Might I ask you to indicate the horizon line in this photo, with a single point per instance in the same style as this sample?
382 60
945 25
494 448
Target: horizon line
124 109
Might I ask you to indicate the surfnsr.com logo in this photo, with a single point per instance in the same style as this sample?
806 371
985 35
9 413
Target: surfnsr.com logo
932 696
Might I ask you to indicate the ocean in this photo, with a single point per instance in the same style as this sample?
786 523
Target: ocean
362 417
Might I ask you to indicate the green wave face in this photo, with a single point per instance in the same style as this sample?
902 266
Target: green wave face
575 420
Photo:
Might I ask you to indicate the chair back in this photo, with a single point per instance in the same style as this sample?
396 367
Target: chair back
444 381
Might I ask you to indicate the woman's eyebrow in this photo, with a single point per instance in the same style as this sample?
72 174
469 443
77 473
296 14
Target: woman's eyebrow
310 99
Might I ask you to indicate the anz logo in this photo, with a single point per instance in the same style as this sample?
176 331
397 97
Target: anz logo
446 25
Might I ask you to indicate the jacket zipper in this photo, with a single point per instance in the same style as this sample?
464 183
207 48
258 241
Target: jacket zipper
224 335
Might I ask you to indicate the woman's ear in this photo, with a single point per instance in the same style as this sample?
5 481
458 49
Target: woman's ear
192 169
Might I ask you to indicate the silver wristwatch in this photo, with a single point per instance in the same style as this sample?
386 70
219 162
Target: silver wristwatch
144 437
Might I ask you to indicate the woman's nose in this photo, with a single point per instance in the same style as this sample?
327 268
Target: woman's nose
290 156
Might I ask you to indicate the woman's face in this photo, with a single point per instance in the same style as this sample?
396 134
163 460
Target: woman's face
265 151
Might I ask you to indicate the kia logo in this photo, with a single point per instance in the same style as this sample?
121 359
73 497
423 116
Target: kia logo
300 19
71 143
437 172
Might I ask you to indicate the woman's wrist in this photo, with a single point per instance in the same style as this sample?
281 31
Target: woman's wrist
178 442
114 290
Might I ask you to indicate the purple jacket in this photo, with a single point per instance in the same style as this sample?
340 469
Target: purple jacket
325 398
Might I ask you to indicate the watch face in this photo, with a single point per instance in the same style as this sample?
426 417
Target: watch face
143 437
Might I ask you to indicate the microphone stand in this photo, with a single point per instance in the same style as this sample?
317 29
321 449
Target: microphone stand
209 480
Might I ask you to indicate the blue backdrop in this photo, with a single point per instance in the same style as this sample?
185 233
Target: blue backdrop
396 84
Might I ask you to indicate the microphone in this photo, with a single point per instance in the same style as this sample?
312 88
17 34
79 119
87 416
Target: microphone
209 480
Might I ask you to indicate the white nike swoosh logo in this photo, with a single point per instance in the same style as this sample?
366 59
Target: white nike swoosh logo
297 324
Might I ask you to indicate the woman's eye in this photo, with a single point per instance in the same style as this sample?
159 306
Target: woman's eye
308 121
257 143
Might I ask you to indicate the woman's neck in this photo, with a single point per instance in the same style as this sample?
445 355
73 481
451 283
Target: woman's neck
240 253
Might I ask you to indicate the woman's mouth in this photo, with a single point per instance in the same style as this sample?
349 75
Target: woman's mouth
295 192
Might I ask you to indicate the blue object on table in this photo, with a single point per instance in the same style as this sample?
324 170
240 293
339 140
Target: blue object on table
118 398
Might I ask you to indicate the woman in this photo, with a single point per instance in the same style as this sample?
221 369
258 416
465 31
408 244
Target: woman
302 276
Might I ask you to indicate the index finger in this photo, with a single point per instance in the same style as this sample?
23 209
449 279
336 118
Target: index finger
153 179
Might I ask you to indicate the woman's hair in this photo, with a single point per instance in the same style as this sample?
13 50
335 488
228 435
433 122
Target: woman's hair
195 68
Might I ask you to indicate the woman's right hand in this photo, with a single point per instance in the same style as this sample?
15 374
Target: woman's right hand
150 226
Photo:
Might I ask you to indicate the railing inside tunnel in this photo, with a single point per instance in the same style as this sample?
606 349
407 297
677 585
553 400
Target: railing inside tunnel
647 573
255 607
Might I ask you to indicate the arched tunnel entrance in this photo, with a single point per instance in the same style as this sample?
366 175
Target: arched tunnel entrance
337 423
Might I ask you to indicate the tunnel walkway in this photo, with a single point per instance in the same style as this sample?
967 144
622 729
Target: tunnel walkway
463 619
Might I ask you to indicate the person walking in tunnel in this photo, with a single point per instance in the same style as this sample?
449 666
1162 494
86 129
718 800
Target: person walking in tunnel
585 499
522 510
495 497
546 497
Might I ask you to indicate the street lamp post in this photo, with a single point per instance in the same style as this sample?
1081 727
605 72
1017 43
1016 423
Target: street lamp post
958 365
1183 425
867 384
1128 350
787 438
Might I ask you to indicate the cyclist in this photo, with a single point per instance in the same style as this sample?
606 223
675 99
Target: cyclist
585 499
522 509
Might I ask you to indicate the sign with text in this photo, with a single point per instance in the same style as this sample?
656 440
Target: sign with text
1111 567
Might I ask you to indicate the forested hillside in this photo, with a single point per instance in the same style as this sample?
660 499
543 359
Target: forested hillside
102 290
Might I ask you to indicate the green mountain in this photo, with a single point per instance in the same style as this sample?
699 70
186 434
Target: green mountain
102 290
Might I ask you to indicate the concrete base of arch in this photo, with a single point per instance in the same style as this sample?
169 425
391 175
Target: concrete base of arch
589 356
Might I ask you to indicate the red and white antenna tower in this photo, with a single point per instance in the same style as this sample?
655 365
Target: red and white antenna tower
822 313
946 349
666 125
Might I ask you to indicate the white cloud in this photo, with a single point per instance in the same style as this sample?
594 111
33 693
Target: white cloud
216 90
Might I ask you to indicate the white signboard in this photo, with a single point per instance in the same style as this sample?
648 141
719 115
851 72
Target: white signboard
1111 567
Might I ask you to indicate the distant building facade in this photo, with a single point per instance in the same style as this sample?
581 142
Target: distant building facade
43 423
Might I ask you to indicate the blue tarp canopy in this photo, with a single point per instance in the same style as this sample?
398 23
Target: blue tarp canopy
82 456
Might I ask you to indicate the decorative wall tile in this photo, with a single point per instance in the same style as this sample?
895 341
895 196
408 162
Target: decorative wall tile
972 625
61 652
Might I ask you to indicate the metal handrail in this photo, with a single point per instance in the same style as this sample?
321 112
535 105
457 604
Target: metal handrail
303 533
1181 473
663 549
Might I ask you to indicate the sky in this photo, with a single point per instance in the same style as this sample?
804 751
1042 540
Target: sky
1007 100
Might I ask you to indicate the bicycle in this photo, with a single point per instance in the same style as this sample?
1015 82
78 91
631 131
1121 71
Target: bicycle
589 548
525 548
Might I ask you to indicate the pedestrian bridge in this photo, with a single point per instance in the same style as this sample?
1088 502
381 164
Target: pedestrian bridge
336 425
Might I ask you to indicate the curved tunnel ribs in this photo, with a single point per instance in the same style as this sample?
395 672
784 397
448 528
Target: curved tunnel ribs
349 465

========================================

EXERCISE PROMPT: Transcribe exactly the line containing "Target: distant building facade" and all remaining lines of the material, ending with the last one.

WRITTEN SOLUTION:
Target: distant building facade
43 423
Might I ask you to indicate the blue tarp canopy in this photo, with a single point per instance in the same style as this sample?
398 23
Target: blue tarp canopy
82 456
Might I ask you to indicate the decorative wall tile in this photo, with a single point per instance in the same style as this sample?
895 341
895 196
408 162
Target: decorative wall tile
972 625
61 652
Might I ask you to indicate the metal handrail in this photo, with a single point per instance in the same style as this sample?
321 112
535 105
457 604
Target: metal handrail
303 533
1181 473
663 549
Might I ask you to indicate the sky in this photo, with a single point per instance in the same style as this sample?
804 751
1042 540
Target: sky
1007 100
Might I ask you to indicate the bicycle in this photo, with a single point per instance in the same style as this sample?
1015 82
78 91
631 131
1121 71
Target: bicycle
589 548
525 548
Might I ask you to indicate the pedestrian bridge in this photo, with a single point per instance in the same style as this sample?
1088 502
381 164
Target: pedestrian bridge
336 425
Might I ask you to indicate the curved tunnel ribs in this photo, with a single point per instance in the same style as this sample?
395 672
784 397
448 528
Target: curved tunnel ribs
349 465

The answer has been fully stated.